▸ Reading passage:
▶

When we last left Doc, he was being confronted by Nebulos who is about to give him what for. Doc says look behind you. Oddly enough, this isn't an attempt at distraction, but The Living Tribunal is actually there!
Trib-y isn't there to deliver good news. "Yeah, Doc, you did what I asked, but it still kinda stinks around here so I'm gonna off Earth anyway."
Doc is very "WTF, man?! Tell me what's going on!" Trib-y refuses because Doc is basically dirt on his oddly shaped feet to Trib-y. Then Trib-y ponders about what could be causing this.
Even the tribunal calls this a riddle. Trib-y may be really, really powerful but not omniscient. Even he's got to thing this trough. It seems he may have figured it out.
Doc realizes that if Trib-y does away with Nebulos, nobody will know where Victoria Bentley is. Doc, of course, has the thought that he must rescue the girl he's met only once before for 10 minutes. Thus, he attacks Trib-y so he won't kill Nebulos until they wring that bit of information from the badly shaped villain.
Trib-y is incensed that this bit of mortal flotsam would dare attack him and sends the attack back at Doc. Nebulos uses the moment to attack Trib-y. As Trib-y and Nebulos go back and forth, Doc worries that they'll destroy each other and attempts to aid Trib-y while asking him to reason with his foe instead. Nebulos accuses Trib-y of needing help. This only further angers the cosmic being who takes a moment from his frantic battle to attack Doc!
This is a rather cinematic panel that, as far as I can tell, was not swiped by Adkins from another artist. Trib-y and Nebulos continue their skirmish. Nebulos is about to run away, but Trib-y basically says "No way, dude! This ends now! And since that big staff of yours absorbs everything thrown against it, I'm just gonna burn down this entire mother-freakin' planet!"
Nebulos protests, but Trib-y starts tearin' it down.
Trib-y's fire show causes Doc's bonds to weaken and he spends an entire page avoiding falling rocks. Then he gets a bit sexist as he tries to locate the battle.

◀

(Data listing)
▶

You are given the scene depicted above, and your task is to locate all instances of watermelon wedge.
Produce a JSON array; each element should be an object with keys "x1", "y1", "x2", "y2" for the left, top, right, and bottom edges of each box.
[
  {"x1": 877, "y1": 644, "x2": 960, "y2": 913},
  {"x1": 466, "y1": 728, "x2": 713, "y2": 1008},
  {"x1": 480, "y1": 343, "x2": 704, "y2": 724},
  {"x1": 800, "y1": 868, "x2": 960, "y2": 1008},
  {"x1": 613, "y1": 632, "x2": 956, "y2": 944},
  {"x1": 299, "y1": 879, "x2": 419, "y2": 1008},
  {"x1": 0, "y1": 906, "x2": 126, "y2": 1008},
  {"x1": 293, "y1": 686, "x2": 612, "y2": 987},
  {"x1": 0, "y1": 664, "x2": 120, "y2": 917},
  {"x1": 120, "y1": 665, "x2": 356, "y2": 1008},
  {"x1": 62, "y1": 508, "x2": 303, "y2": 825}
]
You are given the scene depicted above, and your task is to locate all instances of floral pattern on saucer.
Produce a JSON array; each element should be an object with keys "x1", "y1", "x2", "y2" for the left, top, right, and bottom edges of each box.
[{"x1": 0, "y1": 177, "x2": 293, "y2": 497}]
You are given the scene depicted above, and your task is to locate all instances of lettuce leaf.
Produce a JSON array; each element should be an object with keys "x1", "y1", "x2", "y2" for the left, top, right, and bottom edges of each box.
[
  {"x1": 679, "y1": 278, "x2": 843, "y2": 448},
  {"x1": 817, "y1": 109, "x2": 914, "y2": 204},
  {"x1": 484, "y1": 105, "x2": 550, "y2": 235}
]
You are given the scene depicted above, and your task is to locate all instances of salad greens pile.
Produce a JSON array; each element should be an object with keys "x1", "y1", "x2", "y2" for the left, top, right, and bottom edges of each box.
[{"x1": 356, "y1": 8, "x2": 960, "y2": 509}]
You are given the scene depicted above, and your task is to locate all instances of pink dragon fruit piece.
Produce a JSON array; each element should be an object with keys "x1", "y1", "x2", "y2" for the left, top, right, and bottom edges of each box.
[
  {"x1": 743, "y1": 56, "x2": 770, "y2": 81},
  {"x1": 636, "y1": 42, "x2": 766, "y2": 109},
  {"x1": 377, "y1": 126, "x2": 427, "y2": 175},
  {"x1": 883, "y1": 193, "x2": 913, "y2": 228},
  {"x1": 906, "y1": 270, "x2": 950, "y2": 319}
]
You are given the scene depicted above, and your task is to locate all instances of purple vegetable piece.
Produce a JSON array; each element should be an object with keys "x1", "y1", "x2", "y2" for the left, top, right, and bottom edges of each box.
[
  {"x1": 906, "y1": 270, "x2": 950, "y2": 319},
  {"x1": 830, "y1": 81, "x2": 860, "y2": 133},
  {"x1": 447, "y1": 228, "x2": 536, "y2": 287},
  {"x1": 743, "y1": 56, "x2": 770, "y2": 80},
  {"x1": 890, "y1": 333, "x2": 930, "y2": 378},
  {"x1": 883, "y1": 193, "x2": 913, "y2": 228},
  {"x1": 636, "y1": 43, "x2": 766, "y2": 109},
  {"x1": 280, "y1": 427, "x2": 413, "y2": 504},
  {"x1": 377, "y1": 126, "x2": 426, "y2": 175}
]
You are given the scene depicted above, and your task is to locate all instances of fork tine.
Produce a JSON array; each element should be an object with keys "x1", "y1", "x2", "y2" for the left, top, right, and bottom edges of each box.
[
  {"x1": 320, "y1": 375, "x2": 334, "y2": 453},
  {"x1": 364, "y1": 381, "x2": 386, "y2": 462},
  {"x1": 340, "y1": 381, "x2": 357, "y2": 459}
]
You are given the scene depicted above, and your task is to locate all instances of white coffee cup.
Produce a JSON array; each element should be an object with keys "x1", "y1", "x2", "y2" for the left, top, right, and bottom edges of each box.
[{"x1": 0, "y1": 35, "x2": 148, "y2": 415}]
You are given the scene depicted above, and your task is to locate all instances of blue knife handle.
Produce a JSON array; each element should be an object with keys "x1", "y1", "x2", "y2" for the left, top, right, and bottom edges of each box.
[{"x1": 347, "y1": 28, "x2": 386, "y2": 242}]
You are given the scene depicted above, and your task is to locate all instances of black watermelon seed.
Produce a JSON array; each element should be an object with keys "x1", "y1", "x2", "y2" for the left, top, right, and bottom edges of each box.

◀

▸ Request 1: From the comic recap, return the passage starting at "Doc realizes that" and ending at "to attack Doc!".
▸ Request 2:
Answer these questions about the comic recap.
(a) What does Doc tell Nebulos to do when Nebulos confronts him?
(b) Whose location would be unknown if Trib-y did away with Nebulos?
(c) According to Trib-y, what does Nebulos's staff do?
▸ Request 3: Write what comes next in the comic recap, picking up after its final sentence.
The material was taken from a separate source.

▸ Exercise result 1:
Doc realizes that if Trib-y does away with Nebulos, nobody will know where Victoria Bentley is. Doc, of course, has the thought that he must rescue the girl he's met only once before for 10 minutes. Thus, he attacks Trib-y so he won't kill Nebulos until they wring that bit of information from the badly shaped villain.
Trib-y is incensed that this bit of mortal flotsam would dare attack him and sends the attack back at Doc. Nebulos uses the moment to attack Trib-y. As Trib-y and Nebulos go back and forth, Doc worries that they'll destroy each other and attempts to aid Trib-y while asking him to reason with his foe instead. Nebulos accuses Trib-y of needing help. This only further angers the cosmic being who takes a moment from his frantic battle to attack Doc!

▸ Exercise result 2:
(a) Look behind him.
(b) Victoria Bentley's.
(c) It absorbs everything thrown against it.

▸ Exercise result 3:
This panel looks very Ditko, but I haven't located a source for it.
Doc finds them, and Trib-y tells Nebulos it's all going to poop and he needs to give Trib-y his big staff. Nebulos is like "Nah! I'm gonna cast a spell so big it's gonna eff EVERYTHING up!" But before he can, Doc swoops in and swipes the staff. Guess he likes the feeling of that big rod in his hands. Nebulos, bereft of his big staff is unable to cast his big spell and gets buried in the remains of the Planet(s) Perilous.
Doc confronts Trib-y who is impressed that Doc was able to do what he wasn't. Doc expresses his concern that with Nebulos out of the picture permanently, he's trapped in a pile of rubble and Vicky is trapped somewhere else that no one knows. Trib-y is like "I got your back, dude! I'm gonna send you to her. Of course, what waits for you there will make what you just endured like a trip to Disneyland. And I mean Disneyland before you needed an entire day to ride a single attraction." Yup! Doc is out of the frying pan and into the fire as he slides into home.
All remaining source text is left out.